**Set exercise**
List each line of the records below that contains the word "mountain", counting only matches with the same capitalization.

Coordinate annotation records

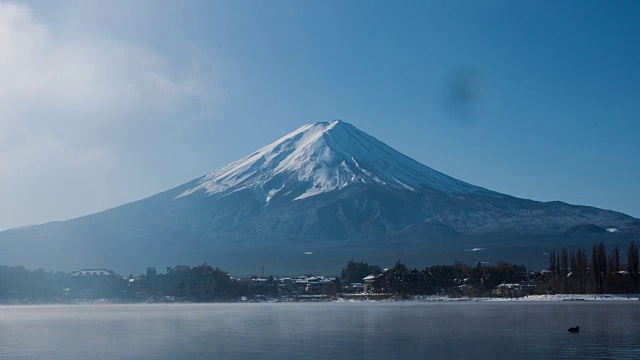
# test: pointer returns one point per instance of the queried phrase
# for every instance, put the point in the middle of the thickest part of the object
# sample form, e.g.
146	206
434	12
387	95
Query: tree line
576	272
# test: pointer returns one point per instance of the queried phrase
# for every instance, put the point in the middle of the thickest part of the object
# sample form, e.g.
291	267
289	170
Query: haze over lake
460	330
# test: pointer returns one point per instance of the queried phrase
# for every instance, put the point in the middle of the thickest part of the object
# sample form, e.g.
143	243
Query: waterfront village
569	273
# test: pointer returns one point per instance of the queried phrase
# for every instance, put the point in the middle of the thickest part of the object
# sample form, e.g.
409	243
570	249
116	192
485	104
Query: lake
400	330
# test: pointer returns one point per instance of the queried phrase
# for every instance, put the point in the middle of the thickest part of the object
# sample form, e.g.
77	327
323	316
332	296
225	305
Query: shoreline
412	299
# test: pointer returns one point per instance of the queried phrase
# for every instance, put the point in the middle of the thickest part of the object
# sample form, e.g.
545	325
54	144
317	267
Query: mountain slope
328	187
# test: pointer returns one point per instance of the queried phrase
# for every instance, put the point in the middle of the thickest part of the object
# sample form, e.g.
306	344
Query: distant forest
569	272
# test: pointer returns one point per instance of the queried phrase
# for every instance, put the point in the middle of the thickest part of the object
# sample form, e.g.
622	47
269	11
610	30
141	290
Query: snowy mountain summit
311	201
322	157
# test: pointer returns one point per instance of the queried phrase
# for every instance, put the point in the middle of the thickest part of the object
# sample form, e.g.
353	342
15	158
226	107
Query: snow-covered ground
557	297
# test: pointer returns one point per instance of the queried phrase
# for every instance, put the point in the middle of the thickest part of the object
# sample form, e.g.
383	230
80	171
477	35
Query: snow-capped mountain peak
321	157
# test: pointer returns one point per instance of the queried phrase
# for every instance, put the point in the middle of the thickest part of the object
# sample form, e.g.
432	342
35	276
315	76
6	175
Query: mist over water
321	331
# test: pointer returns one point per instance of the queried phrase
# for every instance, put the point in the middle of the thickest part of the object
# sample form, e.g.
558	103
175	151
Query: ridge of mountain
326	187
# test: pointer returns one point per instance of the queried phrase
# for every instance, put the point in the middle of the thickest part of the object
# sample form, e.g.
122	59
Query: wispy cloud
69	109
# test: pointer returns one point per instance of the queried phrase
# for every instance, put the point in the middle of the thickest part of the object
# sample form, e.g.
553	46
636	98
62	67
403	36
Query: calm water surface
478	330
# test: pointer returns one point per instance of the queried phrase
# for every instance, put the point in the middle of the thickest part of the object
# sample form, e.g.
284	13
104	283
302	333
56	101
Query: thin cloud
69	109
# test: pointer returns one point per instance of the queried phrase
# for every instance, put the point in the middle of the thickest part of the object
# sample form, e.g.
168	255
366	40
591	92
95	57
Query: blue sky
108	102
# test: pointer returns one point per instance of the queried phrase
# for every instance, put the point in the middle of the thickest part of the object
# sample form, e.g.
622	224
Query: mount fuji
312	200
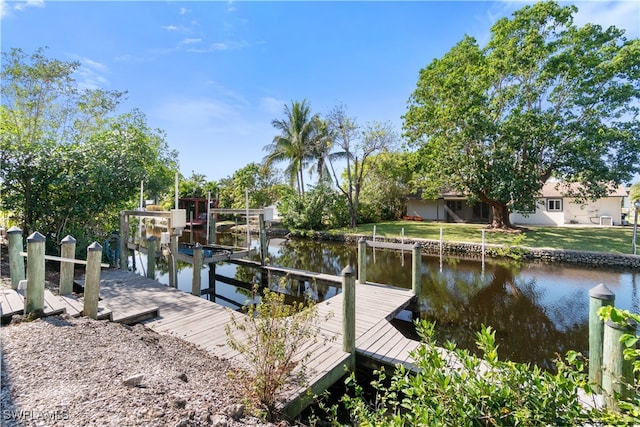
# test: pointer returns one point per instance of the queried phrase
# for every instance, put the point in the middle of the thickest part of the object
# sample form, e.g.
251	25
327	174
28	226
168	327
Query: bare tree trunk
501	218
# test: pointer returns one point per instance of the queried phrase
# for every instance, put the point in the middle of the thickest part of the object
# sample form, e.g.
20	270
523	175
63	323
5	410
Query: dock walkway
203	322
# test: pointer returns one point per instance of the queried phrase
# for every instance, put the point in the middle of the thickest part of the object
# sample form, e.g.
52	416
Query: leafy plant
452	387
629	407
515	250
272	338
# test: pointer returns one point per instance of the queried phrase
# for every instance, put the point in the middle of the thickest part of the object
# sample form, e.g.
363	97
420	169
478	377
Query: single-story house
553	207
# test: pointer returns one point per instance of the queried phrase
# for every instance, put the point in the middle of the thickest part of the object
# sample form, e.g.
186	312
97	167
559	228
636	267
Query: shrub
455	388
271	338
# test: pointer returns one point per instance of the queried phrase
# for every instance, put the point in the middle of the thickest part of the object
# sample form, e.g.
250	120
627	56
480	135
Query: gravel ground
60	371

---

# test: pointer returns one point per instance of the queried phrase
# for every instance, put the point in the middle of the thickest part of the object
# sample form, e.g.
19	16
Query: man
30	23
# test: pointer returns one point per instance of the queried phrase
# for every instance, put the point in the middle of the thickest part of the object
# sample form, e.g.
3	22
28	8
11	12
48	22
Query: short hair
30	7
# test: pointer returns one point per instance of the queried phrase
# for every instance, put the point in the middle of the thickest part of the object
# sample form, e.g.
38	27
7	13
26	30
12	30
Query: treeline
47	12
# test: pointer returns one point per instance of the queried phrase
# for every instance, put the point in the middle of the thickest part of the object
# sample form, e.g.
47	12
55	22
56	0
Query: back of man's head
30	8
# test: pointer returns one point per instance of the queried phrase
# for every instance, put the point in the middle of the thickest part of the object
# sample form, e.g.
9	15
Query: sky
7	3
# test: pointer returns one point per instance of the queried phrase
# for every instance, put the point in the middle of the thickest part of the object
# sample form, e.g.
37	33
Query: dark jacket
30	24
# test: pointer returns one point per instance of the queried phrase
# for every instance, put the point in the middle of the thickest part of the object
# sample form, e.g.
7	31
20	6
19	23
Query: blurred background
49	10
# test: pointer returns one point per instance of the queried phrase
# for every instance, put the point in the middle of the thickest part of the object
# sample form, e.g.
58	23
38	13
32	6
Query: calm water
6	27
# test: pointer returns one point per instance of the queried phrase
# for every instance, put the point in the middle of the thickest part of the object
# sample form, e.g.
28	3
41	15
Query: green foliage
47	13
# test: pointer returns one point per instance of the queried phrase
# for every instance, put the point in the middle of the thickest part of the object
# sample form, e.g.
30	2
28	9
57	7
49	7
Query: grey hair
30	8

**Correct response**
Query: mountain slope
Query: snowy mountain summit
Query: snow-capped mountain peak
Query: ridge of mountain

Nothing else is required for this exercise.